[Contour annotation records]
==*==

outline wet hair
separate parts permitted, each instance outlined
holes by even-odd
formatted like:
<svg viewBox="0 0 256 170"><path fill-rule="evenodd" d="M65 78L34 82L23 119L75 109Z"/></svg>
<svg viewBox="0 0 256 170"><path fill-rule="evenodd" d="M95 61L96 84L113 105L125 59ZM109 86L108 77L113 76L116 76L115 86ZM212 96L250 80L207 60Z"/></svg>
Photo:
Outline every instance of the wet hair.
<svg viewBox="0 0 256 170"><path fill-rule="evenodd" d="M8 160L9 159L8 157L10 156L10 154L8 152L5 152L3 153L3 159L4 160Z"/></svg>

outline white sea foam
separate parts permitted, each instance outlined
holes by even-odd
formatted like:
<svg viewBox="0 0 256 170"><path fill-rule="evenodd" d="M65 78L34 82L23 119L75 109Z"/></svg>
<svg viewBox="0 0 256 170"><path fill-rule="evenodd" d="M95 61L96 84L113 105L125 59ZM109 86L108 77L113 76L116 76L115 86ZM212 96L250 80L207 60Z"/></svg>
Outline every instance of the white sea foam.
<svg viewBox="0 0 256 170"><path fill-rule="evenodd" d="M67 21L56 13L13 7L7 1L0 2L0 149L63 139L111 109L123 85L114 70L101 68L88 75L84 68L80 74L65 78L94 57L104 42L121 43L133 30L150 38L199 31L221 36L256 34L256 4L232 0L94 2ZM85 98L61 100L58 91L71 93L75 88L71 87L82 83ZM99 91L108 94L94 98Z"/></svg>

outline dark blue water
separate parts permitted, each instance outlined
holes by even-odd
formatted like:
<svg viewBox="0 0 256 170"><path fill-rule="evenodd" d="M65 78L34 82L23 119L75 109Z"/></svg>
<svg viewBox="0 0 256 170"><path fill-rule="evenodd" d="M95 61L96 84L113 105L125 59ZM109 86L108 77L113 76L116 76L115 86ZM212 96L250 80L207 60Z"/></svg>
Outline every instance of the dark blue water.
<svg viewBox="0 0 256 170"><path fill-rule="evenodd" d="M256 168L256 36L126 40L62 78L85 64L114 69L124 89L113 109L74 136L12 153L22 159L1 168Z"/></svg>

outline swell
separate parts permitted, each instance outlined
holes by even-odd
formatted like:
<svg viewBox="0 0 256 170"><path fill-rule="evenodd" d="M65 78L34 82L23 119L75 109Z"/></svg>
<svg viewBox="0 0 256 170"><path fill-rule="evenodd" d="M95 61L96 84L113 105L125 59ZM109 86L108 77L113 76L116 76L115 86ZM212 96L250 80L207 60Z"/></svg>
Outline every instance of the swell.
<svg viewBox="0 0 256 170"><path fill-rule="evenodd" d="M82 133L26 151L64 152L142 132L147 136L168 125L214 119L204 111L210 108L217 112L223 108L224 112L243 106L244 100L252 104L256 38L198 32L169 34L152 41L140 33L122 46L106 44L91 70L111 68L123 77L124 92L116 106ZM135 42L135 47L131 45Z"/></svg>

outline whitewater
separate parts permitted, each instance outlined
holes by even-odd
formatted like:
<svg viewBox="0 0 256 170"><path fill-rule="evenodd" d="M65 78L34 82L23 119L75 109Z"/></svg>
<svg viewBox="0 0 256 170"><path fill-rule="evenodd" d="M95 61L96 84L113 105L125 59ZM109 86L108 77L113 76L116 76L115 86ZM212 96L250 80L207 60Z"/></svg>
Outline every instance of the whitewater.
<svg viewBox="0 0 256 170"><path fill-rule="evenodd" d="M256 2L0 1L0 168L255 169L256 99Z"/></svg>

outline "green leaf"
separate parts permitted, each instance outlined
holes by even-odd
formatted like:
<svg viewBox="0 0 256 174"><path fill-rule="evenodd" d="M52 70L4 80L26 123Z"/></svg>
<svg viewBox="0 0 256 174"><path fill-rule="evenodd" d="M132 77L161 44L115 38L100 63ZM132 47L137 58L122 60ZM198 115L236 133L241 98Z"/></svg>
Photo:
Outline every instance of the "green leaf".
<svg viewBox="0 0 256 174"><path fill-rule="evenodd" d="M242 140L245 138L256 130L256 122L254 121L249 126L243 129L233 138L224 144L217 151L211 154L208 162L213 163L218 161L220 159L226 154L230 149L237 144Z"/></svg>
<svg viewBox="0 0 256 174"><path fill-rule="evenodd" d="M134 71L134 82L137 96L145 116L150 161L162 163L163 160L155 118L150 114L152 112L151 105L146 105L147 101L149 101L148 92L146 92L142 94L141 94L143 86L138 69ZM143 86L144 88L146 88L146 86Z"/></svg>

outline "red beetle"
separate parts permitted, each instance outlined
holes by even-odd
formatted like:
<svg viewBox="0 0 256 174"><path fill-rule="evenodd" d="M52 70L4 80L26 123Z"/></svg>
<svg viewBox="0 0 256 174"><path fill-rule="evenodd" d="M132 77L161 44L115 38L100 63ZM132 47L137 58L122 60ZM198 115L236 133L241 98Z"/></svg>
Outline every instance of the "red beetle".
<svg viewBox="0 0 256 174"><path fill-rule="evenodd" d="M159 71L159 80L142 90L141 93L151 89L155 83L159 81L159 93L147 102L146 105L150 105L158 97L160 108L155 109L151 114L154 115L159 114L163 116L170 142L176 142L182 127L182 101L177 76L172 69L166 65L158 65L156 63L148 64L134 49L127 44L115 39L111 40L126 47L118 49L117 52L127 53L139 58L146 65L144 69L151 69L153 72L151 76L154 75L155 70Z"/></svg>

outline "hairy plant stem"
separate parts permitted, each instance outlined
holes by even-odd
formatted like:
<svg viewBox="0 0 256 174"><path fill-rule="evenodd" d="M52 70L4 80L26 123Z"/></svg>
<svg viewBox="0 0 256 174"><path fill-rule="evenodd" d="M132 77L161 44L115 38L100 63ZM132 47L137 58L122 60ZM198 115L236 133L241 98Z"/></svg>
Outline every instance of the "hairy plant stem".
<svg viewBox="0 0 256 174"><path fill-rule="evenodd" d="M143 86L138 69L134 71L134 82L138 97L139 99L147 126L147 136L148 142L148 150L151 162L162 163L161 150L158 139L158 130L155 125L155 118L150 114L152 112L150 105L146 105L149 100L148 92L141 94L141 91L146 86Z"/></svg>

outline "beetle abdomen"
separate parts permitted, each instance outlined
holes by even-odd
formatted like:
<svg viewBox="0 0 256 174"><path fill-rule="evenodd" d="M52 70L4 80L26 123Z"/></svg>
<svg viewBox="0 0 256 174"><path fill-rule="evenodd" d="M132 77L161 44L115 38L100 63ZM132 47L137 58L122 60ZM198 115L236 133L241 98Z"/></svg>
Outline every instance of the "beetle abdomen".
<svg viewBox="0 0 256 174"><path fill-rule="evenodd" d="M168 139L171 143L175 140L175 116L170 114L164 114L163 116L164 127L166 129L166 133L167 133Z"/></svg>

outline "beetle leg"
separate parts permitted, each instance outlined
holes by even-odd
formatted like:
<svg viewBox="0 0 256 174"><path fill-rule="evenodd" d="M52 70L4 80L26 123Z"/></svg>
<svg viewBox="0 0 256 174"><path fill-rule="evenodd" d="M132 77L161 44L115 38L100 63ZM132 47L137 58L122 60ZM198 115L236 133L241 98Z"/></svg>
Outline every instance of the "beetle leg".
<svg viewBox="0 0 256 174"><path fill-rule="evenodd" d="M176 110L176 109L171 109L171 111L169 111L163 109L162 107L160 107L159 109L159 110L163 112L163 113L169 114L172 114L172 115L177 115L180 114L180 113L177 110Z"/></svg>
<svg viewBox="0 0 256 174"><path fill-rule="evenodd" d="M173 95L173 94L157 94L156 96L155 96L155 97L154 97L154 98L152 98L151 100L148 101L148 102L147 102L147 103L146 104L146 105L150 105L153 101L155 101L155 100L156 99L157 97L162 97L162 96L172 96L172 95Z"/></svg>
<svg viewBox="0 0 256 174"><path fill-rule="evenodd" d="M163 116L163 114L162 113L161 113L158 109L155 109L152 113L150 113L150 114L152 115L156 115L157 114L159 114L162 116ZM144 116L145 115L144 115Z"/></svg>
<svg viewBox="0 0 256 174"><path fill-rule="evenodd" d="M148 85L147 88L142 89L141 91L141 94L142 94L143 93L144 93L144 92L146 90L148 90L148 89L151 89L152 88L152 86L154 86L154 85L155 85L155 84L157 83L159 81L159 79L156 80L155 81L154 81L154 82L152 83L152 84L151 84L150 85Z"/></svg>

==*==

**AIM:** Rename "sea foam" to "seafoam" in everything from the line containing "outline white sea foam" down to the line containing "Outline every instance of the white sea foam.", and write out only those lines of the records with nothing else changed.

**FULL OUTPUT:**
outline white seafoam
separate parts permitted, each instance outlined
holes by even-odd
formatted like:
<svg viewBox="0 0 256 170"><path fill-rule="evenodd" d="M65 78L34 82L23 119L75 109Z"/></svg>
<svg viewBox="0 0 256 170"><path fill-rule="evenodd" d="M95 61L96 84L113 105L125 59ZM109 86L108 77L113 76L116 76L115 86ZM212 96L250 80L207 60Z"/></svg>
Outline every instance of the white seafoam.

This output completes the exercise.